■ **Your goal**: Copy each line of the listing below verbatim.

━━━━━ Records shown

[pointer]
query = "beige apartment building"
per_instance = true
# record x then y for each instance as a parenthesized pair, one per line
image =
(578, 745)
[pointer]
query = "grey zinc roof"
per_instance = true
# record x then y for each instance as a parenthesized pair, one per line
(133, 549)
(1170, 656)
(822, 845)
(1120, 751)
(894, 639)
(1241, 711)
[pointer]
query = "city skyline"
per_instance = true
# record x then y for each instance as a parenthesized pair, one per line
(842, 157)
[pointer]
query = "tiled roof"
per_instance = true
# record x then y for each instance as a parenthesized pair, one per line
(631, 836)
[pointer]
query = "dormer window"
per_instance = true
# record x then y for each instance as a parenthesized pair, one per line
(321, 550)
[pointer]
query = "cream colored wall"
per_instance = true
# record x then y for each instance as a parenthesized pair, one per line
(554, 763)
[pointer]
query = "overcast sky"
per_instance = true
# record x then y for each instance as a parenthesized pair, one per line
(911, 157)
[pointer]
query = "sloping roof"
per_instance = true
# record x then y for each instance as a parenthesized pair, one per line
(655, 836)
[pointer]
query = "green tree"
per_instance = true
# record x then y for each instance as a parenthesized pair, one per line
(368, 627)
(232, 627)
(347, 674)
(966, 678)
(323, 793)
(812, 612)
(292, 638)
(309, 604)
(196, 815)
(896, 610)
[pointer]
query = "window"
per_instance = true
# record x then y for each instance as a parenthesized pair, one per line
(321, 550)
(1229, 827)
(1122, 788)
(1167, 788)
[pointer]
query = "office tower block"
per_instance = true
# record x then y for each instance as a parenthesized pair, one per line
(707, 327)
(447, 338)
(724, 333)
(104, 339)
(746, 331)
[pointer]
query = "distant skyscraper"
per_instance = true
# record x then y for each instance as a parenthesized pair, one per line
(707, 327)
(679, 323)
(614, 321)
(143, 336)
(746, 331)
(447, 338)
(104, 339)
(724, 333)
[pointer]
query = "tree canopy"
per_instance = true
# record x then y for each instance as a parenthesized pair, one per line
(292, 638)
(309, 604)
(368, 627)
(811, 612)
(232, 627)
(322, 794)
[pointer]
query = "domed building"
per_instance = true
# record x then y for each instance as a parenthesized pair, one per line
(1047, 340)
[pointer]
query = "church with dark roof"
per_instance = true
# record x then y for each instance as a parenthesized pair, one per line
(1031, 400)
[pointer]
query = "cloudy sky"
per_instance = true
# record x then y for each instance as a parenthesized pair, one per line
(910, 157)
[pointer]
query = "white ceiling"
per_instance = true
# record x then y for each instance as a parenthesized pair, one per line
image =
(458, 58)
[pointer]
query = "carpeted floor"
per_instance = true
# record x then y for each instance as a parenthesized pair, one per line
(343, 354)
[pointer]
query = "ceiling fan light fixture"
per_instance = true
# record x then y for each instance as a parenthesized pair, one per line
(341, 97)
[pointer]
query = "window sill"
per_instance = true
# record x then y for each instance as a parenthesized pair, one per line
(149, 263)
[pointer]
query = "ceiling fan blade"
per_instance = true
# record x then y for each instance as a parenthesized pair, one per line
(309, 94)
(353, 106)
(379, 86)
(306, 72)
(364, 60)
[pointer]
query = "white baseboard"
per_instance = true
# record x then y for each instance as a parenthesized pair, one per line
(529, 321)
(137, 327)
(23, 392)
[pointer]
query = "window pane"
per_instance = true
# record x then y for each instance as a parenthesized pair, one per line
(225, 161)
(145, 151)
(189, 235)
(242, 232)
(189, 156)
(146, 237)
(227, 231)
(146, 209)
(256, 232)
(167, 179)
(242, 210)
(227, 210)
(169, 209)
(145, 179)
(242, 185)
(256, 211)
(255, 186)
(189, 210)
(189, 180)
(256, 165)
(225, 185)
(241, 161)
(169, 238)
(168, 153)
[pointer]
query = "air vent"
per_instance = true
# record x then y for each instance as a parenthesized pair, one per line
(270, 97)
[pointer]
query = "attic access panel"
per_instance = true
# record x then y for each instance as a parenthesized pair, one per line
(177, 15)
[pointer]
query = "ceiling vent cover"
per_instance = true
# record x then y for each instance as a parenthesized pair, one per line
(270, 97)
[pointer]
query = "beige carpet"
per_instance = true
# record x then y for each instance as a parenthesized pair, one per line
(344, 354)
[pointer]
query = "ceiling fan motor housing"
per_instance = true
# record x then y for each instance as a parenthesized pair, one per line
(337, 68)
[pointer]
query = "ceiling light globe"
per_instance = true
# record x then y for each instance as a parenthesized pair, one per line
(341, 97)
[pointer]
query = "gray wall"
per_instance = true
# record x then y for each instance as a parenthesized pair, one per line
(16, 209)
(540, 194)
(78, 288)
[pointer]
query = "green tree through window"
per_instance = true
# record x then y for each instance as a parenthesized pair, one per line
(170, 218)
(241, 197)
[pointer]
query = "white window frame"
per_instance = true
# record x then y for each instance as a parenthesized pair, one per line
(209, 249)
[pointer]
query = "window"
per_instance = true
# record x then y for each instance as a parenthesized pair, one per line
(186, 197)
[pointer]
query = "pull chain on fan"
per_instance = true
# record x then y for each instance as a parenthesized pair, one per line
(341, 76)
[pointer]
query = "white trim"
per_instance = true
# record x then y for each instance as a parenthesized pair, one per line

━━━━━━━━━━

■ **Output**:
[pointer]
query = "beige apartment building"
per_instance = true
# record x then y for each instance as a parenthesized pair, one per line
image =
(578, 745)
[pointer]
query = "grey zinc roof"
per_instance = true
# record x then y for each instance as a parenthesized pair, one per line
(133, 549)
(1170, 656)
(822, 845)
(1120, 751)
(894, 639)
(1241, 711)
[pointer]
query = "city skyline"
per_instance = true
# record x then y for each instance as a parenthesized pair, one per line
(842, 157)
[pointer]
query = "tiled roof"
per_instance = true
# record x then y for each instance as a parenthesized pair, one per line
(631, 836)
[pointer]
query = "dormer window"
per_instance = true
# record x then y for each instance as a parenthesized pair, one per line
(321, 550)
[pointer]
query = "cream colored wall"
per_instance = true
# record x then y for each instance as a parenthesized pair, one per line
(554, 763)
[pointer]
query = "overcast sky"
per_instance = true
# record x then y for each instance as a parenthesized pair, one per line
(911, 157)
[pointer]
query = "sloping roof"
per_instance = true
# record x then y for each instance as a parenthesized pair, one per line
(655, 836)
[pointer]
query = "green tree"
per_instance = true
# record x then y for each instance as a parenthesized pair, one per line
(368, 627)
(232, 627)
(347, 674)
(966, 678)
(323, 793)
(812, 612)
(292, 638)
(309, 604)
(196, 815)
(896, 610)
[pointer]
query = "window"
per_instance = true
# record x then y for each instance as a parenthesized pair, one per line
(321, 550)
(1229, 827)
(1122, 788)
(1167, 788)
[pointer]
query = "office tower block"
per_instance = true
# record x then y for each instance as a parenthesized pair, one per line
(707, 327)
(447, 338)
(724, 333)
(104, 339)
(746, 331)
[pointer]
query = "distant skyscraper"
per_instance = true
# record x then y for each instance as a parenthesized pair, one per line
(707, 327)
(679, 323)
(614, 321)
(143, 336)
(746, 331)
(447, 338)
(104, 339)
(724, 333)
[pointer]
query = "tree canopy"
per_instance = true
# record x then y for each instance as a parenthesized pair, one per line
(292, 638)
(309, 604)
(368, 627)
(811, 612)
(232, 627)
(322, 794)
[pointer]
query = "domed building"
per_instance = true
# record x then y for each instance as a parenthesized pair, one per line
(1047, 340)
[pointer]
query = "church with dark roof"
per_instance = true
# record x then y for each instance as a parenthesized pair, one per line
(1031, 400)
[pointer]
query = "cloudy sky"
per_instance = true
# record x then y for each instance as a parenthesized pair, one per line
(910, 157)
[pointer]
query = "white ceiling"
per_instance = true
# record x then y for each instance as a parenthesized pair, one per line
image =
(458, 58)
[pointer]
query = "carpeted floor"
per_instance = true
# record x then y for each instance as a parenthesized pair, one per line
(343, 354)
[pointer]
query = "ceiling fan light fixture"
per_instance = true
# record x then y for each instance as a parenthesized pair, one per line
(341, 97)
[pointer]
query = "window sill"
per_instance = true
# record x then y for each instance as a parenthesized pair, one per line
(149, 263)
[pointer]
query = "ceiling fan blade"
per_instance = true
# record x then y for each instance as a parenthesized pair, one per line
(309, 94)
(353, 106)
(379, 86)
(306, 72)
(364, 60)
[pointer]
query = "white baseboard"
per_instance = true
# record x then y for each instance as a parenthesized pair, one per line
(529, 321)
(137, 327)
(23, 392)
[pointer]
query = "window pane"
per_instance = true
# record x then y for each instance as a parenthesized pair, one per line
(225, 161)
(145, 151)
(189, 235)
(242, 232)
(189, 156)
(146, 237)
(227, 231)
(146, 209)
(256, 232)
(167, 179)
(242, 210)
(227, 210)
(169, 209)
(145, 179)
(242, 185)
(256, 211)
(255, 186)
(189, 210)
(189, 180)
(256, 165)
(225, 185)
(241, 161)
(169, 238)
(168, 153)
[pointer]
query = "air vent"
per_instance = true
# record x then y for each instance as a parenthesized pair, one per line
(270, 97)
[pointer]
query = "attic access panel"
per_instance = true
# record x then y for each instance as a parenthesized pair, one per line
(177, 15)
[pointer]
query = "ceiling vent cover"
per_instance = true
# record x then y for each instance as a parenthesized pair, one per line
(270, 97)
[pointer]
query = "beige carpet"
per_instance = true
# record x then y for each instance as a parenthesized pair, one per line
(344, 354)
[pointer]
query = "ceiling fan motor housing"
per_instance = true
# record x then y for each instance as a parenthesized pair, one per line
(337, 68)
[pointer]
query = "ceiling light globe"
per_instance = true
# record x then y for each instance as a parenthesized pair, one per line
(341, 97)
[pointer]
query = "gray wall"
per_instance = true
# record x then y for each instance as a parenthesized pair, one per line
(16, 209)
(540, 194)
(78, 288)
[pointer]
query = "green tree through window"
per_instance = true
# record x then y for each instance as a parenthesized pair, one per line
(170, 218)
(241, 197)
[pointer]
query = "white window frame"
per_instance = true
# record x then y for each instance as a parenthesized pair, one per line
(209, 249)
[pointer]
query = "window"
per_instance = true
# record x then y for each instance as a parenthesized pair, one per line
(186, 197)
[pointer]
query = "pull chain on fan"
per_instance = true
# record x then y for each instance as a parenthesized pair, one per line
(341, 76)
[pointer]
query = "white trim"
per_instance = true
# record x then y for each instance as a parenthesized pair, one per line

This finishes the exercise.